* TASK INSTRUCTIONS:
Pick out each line of the records in which the word "lead" appears.
Segment Open
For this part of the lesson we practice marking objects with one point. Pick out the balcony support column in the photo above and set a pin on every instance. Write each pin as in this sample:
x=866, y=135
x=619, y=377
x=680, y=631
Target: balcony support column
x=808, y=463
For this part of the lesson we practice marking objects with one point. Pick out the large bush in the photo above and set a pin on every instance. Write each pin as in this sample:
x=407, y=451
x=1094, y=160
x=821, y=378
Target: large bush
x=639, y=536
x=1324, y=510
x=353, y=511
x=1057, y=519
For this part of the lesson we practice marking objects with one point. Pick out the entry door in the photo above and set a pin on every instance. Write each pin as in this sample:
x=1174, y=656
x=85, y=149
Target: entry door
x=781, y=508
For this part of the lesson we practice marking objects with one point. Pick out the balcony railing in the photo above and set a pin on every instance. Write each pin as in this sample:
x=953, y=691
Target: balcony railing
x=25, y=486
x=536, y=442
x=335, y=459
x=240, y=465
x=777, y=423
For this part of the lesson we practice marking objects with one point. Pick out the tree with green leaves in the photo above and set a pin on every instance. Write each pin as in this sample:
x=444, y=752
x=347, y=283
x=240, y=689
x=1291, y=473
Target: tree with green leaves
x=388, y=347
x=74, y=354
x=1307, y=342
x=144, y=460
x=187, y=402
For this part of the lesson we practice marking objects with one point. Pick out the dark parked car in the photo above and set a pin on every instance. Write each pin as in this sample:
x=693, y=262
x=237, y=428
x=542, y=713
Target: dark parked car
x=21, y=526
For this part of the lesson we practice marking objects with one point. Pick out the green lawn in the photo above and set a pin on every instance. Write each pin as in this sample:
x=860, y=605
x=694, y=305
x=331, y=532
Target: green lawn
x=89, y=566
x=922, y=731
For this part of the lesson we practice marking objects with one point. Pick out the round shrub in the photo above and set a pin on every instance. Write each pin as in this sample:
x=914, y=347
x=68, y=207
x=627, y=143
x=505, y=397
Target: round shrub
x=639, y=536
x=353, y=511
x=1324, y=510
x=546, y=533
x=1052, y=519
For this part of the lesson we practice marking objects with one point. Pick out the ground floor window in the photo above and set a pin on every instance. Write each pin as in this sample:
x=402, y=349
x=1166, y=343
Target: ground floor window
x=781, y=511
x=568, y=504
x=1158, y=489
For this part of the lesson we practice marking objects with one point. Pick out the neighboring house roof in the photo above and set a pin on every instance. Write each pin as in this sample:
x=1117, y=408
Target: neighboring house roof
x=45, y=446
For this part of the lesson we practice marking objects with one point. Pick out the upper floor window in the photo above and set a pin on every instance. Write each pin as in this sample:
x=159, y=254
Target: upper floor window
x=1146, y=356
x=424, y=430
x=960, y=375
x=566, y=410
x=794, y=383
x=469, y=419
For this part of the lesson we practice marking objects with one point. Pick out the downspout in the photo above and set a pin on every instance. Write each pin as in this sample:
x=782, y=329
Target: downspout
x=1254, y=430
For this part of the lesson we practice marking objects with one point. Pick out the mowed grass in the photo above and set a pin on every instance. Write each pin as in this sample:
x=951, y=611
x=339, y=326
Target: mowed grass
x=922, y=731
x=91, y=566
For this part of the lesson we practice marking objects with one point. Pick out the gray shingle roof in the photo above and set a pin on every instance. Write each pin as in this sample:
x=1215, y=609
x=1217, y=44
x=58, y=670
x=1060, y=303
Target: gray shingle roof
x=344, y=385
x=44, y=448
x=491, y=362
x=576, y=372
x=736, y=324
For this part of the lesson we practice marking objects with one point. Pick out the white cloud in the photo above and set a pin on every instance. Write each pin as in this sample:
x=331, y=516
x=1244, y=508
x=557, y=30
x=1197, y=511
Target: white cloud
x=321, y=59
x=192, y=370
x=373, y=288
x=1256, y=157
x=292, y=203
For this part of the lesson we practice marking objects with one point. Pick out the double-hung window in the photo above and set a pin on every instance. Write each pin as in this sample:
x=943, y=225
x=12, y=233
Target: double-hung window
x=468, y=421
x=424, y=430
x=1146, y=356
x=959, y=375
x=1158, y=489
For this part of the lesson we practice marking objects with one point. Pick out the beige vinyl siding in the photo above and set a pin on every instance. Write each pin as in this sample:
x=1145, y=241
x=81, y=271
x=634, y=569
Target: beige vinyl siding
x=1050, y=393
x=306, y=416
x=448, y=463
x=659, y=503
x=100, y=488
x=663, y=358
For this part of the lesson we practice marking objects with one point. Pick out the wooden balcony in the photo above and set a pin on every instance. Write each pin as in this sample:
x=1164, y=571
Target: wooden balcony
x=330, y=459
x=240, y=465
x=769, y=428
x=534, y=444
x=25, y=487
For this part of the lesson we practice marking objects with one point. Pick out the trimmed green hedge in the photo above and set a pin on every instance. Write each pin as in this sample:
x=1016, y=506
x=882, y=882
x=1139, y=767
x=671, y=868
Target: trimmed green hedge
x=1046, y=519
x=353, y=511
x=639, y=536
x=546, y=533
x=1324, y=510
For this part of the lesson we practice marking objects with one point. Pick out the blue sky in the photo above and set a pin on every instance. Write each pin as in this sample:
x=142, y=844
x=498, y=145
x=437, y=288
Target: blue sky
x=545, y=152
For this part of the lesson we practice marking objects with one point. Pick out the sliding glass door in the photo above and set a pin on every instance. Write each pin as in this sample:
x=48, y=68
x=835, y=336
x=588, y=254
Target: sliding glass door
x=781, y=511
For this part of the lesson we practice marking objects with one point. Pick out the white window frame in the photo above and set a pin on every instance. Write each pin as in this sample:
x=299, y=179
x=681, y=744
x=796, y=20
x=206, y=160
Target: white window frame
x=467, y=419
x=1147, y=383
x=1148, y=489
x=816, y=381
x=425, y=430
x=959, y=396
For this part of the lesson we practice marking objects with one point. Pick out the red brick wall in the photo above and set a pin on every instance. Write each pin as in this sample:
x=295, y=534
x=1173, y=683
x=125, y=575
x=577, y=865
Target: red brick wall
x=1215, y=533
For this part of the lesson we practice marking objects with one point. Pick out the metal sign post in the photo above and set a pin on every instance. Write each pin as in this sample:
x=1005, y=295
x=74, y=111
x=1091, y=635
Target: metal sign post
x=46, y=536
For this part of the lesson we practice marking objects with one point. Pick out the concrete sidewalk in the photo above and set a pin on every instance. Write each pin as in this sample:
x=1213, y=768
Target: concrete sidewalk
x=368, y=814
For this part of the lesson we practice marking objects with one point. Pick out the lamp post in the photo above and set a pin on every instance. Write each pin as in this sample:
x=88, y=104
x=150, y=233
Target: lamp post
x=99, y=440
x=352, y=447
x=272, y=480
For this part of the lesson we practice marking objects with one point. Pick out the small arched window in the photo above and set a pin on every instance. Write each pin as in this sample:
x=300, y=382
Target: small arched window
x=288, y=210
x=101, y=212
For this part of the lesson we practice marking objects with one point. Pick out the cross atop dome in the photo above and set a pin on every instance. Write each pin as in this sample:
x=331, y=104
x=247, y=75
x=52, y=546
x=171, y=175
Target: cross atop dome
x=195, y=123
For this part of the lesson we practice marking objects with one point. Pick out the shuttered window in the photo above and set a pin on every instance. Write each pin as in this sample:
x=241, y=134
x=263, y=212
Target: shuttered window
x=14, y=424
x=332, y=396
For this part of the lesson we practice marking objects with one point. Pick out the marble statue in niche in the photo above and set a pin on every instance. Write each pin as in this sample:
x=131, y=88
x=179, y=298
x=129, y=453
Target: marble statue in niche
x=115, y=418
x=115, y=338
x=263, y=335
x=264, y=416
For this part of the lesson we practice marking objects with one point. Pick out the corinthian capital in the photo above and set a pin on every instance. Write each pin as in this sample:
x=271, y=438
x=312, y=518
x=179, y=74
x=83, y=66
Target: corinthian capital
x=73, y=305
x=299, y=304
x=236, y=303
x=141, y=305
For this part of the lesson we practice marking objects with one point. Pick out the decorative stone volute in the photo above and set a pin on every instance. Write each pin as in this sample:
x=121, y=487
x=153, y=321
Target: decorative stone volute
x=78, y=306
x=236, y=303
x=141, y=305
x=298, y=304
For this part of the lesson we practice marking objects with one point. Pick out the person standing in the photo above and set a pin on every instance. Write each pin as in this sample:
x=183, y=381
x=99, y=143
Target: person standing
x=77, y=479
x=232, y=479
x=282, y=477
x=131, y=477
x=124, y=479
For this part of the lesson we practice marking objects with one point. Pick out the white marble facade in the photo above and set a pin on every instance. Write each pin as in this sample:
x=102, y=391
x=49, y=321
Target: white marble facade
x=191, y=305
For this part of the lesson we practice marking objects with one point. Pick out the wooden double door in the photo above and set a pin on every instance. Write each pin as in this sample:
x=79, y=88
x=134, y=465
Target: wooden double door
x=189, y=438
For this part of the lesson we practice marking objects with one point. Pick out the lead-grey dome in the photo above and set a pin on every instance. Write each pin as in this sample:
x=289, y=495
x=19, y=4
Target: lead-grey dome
Segment Closed
* ANSWER BOX:
For this part of the lesson we practice marking objects with one point. Pick out the lead-grey dome in the photo above and set a pin on every instance. Write each pin as in this sample:
Target: lead-grey dome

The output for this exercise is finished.